### Qué se solicita
Cite textualmente el pasaje del fragmento sobre el ministerio de la Palabra que comienza con "Permítanme repetir: la" y continúa hasta "y el ministerio.".

### Fragmento
┌──

Algunas personas creen que si escogen ciertos pasajes bíblicos, podrán comunicar sin problema la Palabra de Dios, pero no es tan sencillo. El ministerio de la Palabra es un fluir combinado, no individual. Dios no labora de manera individual, pues si lo hiciera contradiría el principio fundamental del ministerio de la Palabra. El hombre debe expresar la Palabra de Dios. En cuanto a nuestra naturaleza y nuestro carácter, nosotros somos personas obstinadas, corruptas y rebeldes. A Dios le es más fácil usar un asno que usarnos a nosotros; sin embargo, El prefiere usar al hombre. Dios desea que el elemento humano tome parte en el ministerio y en la divulgación de Su Palabra. Debemos recordar que la palabra de Dios está donde están los ministros, y sin ellos es imposible recibirla. Dios necesita obtener ministros para que divulguen Su Palabra, ya que sin ellos, no tendremos acceso a Su Palabra. Si esperamos a que Dios comunique Su Palabra sin proveerse de ministros idóneos, esperaremos en vano. Dios estableció que primeramente infundiría Su Palabra en los ministros, aquellos que han experimentado la disciplina del Espíritu Santo. El Espíritu de Dios está en Su Palabra, pero también está en los ministros, en nosotros. El Espíritu de Dios está en la Palabra, pero no actúa cuando esta palabra está sola; sólo actúa cuando ella habita en los ministros y se fusiona con ellos. Los siete hijos de Esceva intentaron echar fuera demonios en el nombre del Jesús que Pablo predicaba, mas no pudieron. Los demonios no sólo se quedaron en el hombre, sino que atacaron a quienes trataron de expulsarlos (Hch. 19:13-16). Aquellos exorcistas usaron las palabras correctas, pero el Espíritu permaneció impasible. No es suficiente decir las palabras acertadas, también es necesario ser personas sensatas, ministros prudentes. El Espíritu de Dios debe unirse a los ministros a fin de fluir por medio de la Palabra como un río de agua viva.

Permítanme repetir: la Palabra de Dios no actúa independientemente, sino que se expresa por medio del elemento humano. El hombre es el canal de Dios. No podemos trastornar este principio pensando que es suficiente tener la Palabra de Dios sola, sin tener en cuenta al hombre. Si el Espíritu de Dios no respaldara la Palabra, ésta sería como un cascarón vacío. Los ministros juegan un papel muy importante. Todo se centra en ellos. El ministro debe tener al Espíritu; o sea, a fin de que la Palabra de Dios sea eficaz, el Espíritu debe acompañar al ministro. No debemos excluir a los ministros. Si damos énfasis a la Palabra y no le damos importancia a los ministros, anularemos la Palabra y el ministerio.

└──

[Datos de etiquetado de posición de objetos]
┌──

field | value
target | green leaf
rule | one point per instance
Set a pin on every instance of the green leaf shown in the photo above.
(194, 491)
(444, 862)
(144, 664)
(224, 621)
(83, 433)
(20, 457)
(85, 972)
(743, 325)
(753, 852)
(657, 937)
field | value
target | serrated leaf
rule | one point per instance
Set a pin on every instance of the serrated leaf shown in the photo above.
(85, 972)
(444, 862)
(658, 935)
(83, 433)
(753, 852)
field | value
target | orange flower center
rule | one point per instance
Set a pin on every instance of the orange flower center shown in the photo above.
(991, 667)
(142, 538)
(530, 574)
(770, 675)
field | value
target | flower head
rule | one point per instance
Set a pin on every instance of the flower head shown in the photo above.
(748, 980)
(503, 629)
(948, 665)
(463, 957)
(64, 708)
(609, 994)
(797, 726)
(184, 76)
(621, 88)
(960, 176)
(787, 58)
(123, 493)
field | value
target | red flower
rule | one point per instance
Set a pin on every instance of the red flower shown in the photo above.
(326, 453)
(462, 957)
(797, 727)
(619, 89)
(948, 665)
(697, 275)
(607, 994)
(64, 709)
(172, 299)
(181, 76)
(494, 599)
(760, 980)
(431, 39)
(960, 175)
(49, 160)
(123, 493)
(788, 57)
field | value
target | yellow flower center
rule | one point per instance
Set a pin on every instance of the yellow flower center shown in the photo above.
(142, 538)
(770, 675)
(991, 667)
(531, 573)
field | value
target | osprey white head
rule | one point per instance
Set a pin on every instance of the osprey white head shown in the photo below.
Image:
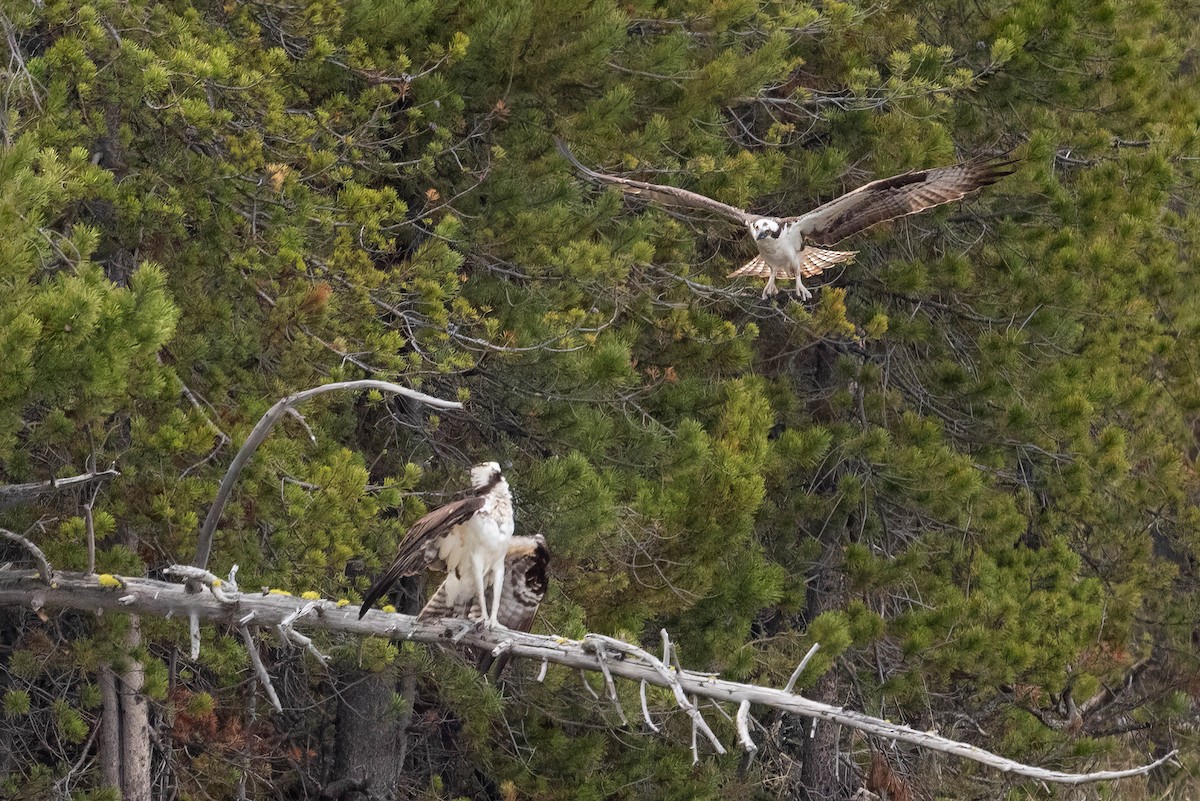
(765, 227)
(484, 475)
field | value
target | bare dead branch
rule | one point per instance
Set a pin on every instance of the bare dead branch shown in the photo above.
(160, 598)
(264, 678)
(43, 567)
(281, 408)
(13, 494)
(796, 674)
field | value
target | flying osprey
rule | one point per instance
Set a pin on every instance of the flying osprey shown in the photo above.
(525, 586)
(787, 245)
(468, 537)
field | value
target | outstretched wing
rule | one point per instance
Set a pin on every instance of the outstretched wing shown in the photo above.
(658, 192)
(814, 260)
(897, 197)
(421, 543)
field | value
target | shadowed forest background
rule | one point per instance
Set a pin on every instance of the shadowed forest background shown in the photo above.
(966, 468)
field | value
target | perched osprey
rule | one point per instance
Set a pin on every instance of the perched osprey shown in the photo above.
(787, 245)
(468, 538)
(525, 586)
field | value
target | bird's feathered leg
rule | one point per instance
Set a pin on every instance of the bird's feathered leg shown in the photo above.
(479, 576)
(769, 289)
(497, 591)
(801, 289)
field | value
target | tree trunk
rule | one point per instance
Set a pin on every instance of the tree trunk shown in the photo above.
(125, 734)
(371, 735)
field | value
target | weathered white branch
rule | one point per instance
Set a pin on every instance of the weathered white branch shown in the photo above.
(744, 729)
(264, 678)
(12, 494)
(163, 598)
(281, 408)
(666, 679)
(646, 709)
(43, 567)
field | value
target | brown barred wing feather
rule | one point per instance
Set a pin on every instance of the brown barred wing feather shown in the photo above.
(658, 192)
(421, 544)
(897, 197)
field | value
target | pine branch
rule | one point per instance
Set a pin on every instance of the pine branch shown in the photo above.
(222, 604)
(281, 408)
(13, 494)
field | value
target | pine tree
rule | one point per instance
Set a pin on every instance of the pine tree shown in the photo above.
(966, 469)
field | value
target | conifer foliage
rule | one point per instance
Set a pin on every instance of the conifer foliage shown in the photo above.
(966, 468)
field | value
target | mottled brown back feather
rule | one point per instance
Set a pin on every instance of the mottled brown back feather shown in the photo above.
(897, 197)
(419, 547)
(658, 192)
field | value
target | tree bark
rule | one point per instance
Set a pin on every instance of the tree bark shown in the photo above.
(125, 723)
(371, 735)
(24, 588)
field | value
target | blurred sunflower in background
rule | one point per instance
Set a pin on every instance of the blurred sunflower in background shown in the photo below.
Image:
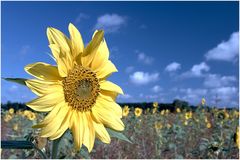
(126, 111)
(178, 110)
(138, 112)
(75, 92)
(155, 104)
(188, 115)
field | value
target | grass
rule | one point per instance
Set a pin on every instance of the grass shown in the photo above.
(162, 134)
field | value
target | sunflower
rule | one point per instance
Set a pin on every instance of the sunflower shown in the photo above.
(125, 111)
(138, 112)
(76, 92)
(158, 125)
(155, 104)
(203, 102)
(11, 111)
(178, 110)
(208, 125)
(188, 115)
(154, 110)
(31, 116)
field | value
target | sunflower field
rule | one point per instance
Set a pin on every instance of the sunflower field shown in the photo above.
(153, 133)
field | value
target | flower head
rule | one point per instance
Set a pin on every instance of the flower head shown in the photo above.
(162, 112)
(158, 125)
(203, 101)
(31, 116)
(178, 110)
(155, 104)
(138, 112)
(188, 115)
(154, 110)
(76, 92)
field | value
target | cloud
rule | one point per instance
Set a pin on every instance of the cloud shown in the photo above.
(215, 80)
(142, 57)
(156, 89)
(193, 95)
(226, 50)
(141, 78)
(13, 88)
(129, 69)
(80, 17)
(24, 49)
(110, 22)
(197, 70)
(173, 67)
(125, 96)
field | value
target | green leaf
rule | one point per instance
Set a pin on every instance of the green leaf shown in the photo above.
(118, 135)
(16, 80)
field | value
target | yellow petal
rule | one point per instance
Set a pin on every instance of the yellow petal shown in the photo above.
(63, 127)
(109, 86)
(101, 56)
(89, 132)
(43, 71)
(63, 65)
(91, 49)
(46, 102)
(57, 37)
(101, 132)
(52, 127)
(106, 117)
(76, 40)
(40, 87)
(105, 70)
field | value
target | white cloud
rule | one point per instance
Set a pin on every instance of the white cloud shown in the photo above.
(193, 95)
(142, 57)
(125, 96)
(129, 69)
(13, 88)
(190, 91)
(24, 49)
(110, 22)
(226, 50)
(156, 88)
(215, 80)
(141, 78)
(197, 70)
(173, 67)
(80, 17)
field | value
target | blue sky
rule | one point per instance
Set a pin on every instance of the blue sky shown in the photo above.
(163, 50)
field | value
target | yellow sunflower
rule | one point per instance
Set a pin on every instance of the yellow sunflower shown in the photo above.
(125, 111)
(76, 92)
(138, 112)
(11, 111)
(178, 110)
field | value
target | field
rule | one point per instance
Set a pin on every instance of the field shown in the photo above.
(154, 133)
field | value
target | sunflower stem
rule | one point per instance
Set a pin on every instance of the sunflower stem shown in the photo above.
(55, 145)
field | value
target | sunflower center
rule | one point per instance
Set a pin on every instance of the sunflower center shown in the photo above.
(81, 88)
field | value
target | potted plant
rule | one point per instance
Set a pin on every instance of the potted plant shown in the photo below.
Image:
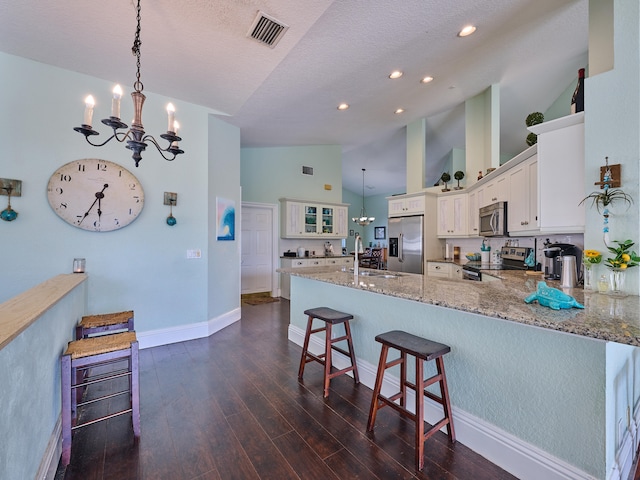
(624, 258)
(459, 175)
(533, 119)
(607, 197)
(445, 178)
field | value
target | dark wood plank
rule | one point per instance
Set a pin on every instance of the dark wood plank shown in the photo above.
(230, 406)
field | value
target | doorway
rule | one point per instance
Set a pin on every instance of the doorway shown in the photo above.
(258, 257)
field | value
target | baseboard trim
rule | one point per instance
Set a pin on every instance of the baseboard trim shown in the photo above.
(51, 457)
(154, 338)
(517, 457)
(183, 333)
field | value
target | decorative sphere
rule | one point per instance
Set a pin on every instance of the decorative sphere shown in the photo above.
(8, 215)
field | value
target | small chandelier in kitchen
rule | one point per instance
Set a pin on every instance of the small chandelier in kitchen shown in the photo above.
(363, 219)
(135, 136)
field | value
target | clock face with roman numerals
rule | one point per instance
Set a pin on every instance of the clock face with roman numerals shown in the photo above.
(95, 195)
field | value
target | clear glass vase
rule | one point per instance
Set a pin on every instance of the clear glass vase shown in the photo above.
(616, 282)
(588, 276)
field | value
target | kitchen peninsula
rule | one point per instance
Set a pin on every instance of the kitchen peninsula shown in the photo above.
(533, 389)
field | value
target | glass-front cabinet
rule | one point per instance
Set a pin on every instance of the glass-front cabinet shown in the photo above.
(300, 219)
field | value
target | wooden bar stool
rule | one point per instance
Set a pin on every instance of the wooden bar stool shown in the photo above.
(423, 350)
(104, 323)
(104, 350)
(330, 318)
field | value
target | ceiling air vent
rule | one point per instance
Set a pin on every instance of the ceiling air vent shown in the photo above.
(267, 29)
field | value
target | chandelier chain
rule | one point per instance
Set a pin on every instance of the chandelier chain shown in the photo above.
(135, 49)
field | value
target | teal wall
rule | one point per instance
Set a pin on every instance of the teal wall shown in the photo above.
(541, 386)
(31, 391)
(612, 126)
(142, 266)
(561, 107)
(270, 173)
(224, 182)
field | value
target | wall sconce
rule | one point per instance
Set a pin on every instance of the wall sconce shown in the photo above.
(10, 187)
(171, 199)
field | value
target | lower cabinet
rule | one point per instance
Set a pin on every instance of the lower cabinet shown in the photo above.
(296, 262)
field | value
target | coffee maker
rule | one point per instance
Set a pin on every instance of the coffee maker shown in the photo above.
(554, 253)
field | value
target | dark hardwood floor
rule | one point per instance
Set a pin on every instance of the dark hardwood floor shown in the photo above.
(230, 407)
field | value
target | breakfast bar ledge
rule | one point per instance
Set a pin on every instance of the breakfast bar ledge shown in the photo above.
(540, 392)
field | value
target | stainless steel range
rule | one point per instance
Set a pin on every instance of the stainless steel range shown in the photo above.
(513, 258)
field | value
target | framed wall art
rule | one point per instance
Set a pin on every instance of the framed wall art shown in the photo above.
(225, 219)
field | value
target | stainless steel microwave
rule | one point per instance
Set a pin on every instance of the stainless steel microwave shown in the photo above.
(493, 220)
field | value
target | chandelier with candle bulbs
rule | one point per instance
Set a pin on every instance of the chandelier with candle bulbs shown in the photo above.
(135, 135)
(363, 219)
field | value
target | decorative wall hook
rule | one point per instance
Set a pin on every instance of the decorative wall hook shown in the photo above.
(9, 187)
(171, 199)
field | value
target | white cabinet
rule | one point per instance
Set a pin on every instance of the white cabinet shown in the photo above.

└──

### Resultado obtenido
Permítanme repetir: la Palabra de Dios no actúa independientemente, sino que se expresa por medio del elemento humano. El hombre es el canal de Dios. No podemos trastornar este principio pensando que es suficiente tener la Palabra de Dios sola, sin tener en cuenta al hombre. Si el Espíritu de Dios no respaldara la Palabra, ésta sería como un cascarón vacío. Los ministros juegan un papel muy importante. Todo se centra en ellos. El ministro debe tener al Espíritu; o sea, a fin de que la Palabra de Dios sea eficaz, el Espíritu debe acompañar al ministro. No debemos excluir a los ministros. Si damos énfasis a la Palabra y no le damos importancia a los ministros, anularemos la Palabra y el ministerio.